◆ **Work required**
Reproduce the listing from its first line through the line that contains "POLYGON ((29 90, 31", changing "window frame" to "door frame" and leaving everything else unchanged.

## BEGIN

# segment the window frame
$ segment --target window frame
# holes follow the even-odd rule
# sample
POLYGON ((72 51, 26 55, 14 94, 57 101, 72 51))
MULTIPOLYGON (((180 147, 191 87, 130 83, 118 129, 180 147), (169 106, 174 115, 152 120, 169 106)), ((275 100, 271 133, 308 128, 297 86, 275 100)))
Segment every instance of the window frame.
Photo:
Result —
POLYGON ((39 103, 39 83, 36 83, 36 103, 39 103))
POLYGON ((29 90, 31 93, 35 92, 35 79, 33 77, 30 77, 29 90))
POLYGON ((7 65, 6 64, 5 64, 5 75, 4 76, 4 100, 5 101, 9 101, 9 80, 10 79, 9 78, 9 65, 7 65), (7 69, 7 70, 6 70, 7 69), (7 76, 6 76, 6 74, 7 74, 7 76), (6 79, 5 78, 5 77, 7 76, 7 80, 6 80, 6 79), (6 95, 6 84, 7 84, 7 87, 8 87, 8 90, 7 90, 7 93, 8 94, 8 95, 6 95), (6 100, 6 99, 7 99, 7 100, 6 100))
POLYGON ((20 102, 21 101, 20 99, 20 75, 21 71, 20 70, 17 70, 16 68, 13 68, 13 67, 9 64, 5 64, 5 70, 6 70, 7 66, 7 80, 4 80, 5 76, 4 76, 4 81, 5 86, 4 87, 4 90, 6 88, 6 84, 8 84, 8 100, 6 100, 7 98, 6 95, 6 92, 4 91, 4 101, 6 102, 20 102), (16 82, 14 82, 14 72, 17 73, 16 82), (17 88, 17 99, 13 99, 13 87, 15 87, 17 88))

## END

◆ **Finished answer**
# segment the door frame
$ segment --target door frame
# holes follow the even-odd rule
# sample
POLYGON ((72 51, 26 55, 14 94, 57 101, 72 51))
MULTIPOLYGON (((180 147, 191 87, 130 83, 118 129, 180 147), (169 106, 174 115, 152 120, 169 106)), ((275 100, 271 133, 308 128, 297 86, 275 100)))
Segment every instance of the door frame.
Photo:
Result —
POLYGON ((39 103, 39 83, 36 83, 36 103, 39 103))
POLYGON ((29 90, 31 93, 35 92, 35 79, 33 77, 30 77, 29 90))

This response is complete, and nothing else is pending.